### Quoted text
So...since Jamie Fraser hasn’t found her, Emma sells her belongings, ditches her mundane life in the U.S., and sets off to find him for herself in Scotland. She also starts a blog about her quest, and her posts help tell her story.

This book is chock full of Outlander references. Recognizing them adds to the humor for series fans, but is not necessary to enjoy the story. Sort of like Bridget Jones’s Diary. You can enjoy that without having seen Colin Firth emerge dripping from the pond in BBC’s Pride and Prejudice, but you enjoy it more if you have. You probably enjoy all of life more if you have! ;-)

What did an obsessed enthusiastic fan of the Outlander books, the television series, Jamie Fraser, and Scotland think of the book? I’ll let you know after the jump.

I. Can’t. Even.

Srsly. Just. Cannot.
I’m writing this amidst a harrowing few weeks for fans of the Outlander TV series. We are watching some of the most traumatic scenes in all the books brought to life. Chillingly. Right. Before. Our. Eyes. If you’ve read the books or seen the episodes, you know exactly what I’m talking about. Tension so thick, dread so deep, it’s like having the Sword of Damocles hanging over our heads ready to drop. We know what lies ahead and we can’t forget or ignore it.

Finding Fraser was published just as the Wentworth Prison episode aired for the first time. The timing could not have been better for fans seeking a little relief from the darkest side of the Outlander world. It was a welcome reprieve from the tension that allowed me to remain emotionally connected to Outlander. According to reader comments I’ve seen online, many other fans found the same solace that I did in these pages as we prepared to face our fears.

What story might help us forget Jamie’s current TV plight?

The elusive Jamie Fraser (Sam Heughan)
in his natural habitat.
Book heroine Emma has been doing some soul searching in the wake of her recent divorce from a disappointment she met through an online dating service. She’s looking back through her few serious relationships and not happy with her assessment. When she gets right down to it, she wants someone as heroic and romantic as the King of Men himself, but she lives among mere mortals sorely lacking in integrity, respect, and vision. Maybe she needs to relocate her search to the Motherland where the Outlander adventure began and Claire Beauchamp found timeless true love: Scotland. So she abruptly rips up the few roots she has put down, tells her parents and sister goodbye, and buys an airline ticket to Edinburgh.

### Problem set
a) According to the Finding Fraser review, which Outlander TV episode first aired around the time the book was published?
b) Pick up the Finding Fraser review right after its last sentence and keep writing in the same voice.

### Rows
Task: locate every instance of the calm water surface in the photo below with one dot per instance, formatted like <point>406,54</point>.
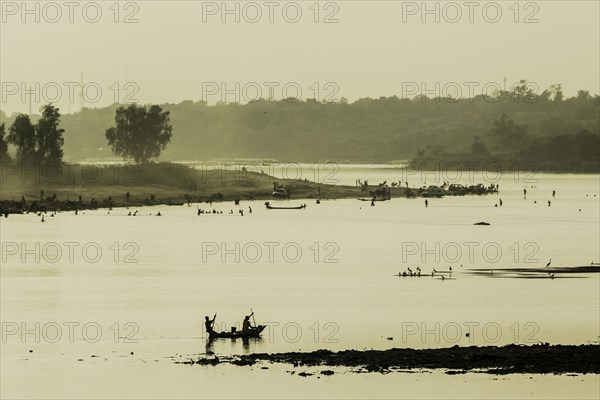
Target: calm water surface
<point>322,277</point>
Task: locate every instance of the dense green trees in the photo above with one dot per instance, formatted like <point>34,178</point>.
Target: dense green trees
<point>368,130</point>
<point>3,145</point>
<point>140,133</point>
<point>41,143</point>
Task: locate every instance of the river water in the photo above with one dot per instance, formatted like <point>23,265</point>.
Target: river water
<point>102,303</point>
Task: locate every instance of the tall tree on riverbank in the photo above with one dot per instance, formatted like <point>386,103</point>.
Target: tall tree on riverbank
<point>22,135</point>
<point>49,137</point>
<point>41,143</point>
<point>140,133</point>
<point>510,135</point>
<point>3,145</point>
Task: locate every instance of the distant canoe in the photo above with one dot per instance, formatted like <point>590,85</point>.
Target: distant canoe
<point>270,207</point>
<point>252,332</point>
<point>371,199</point>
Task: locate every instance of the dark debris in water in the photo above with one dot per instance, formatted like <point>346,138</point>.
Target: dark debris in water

### Response list
a) The Wentworth Prison episode.

b)
Emma doesn’t really have a plan when she gets there, so she does what any book lover would do.
I pulled out my copy of OUTLANDER.

Well, come on. Where do YOU go when your heart is broken?

This is not a rhetorical question.

Some people hit the bar. Some throw themselves into their work. Some just leap into the arms of the first non-homicidal-looking person they find.

Me? I go to the bookstore.

She decides to follow Claire Fraser’s path through Scotland, more or less, and visit key Outlander sites, hoping for some sort of miracle or coincidence — or clue what to do next. Along the way, she meets an assortment of travelers and local residents, muddles through a few mishaps, holds down a job, acquires and hones some useful skills, and accumulates a surprising number of blog followers who cheer her along and keep her honest. (It’s interesting to see how she spins parts of her tale online.)

As for men, she meets a few. One of them even begins a conversation like this:
“I have read the book, y’know.”

“The book? OUTLANDER, you mean?”

He nodded. “Twice, in fact. And just to be clear, I’m no Jamie Fraser.” He crinkled his eyes at me. “I’m not exactly a virgin, for starters.”

Does it soothe and entertain?

Deep breaths. Each day.
Repeat until Saturday night.
Yes! I enjoyed this book verra much. It was fun to read, and to laugh at another loony Outlander fan (rather than myself) getting caught up in her obsession. I am verra grateful for the smiles it inspired at a time when I most needed them.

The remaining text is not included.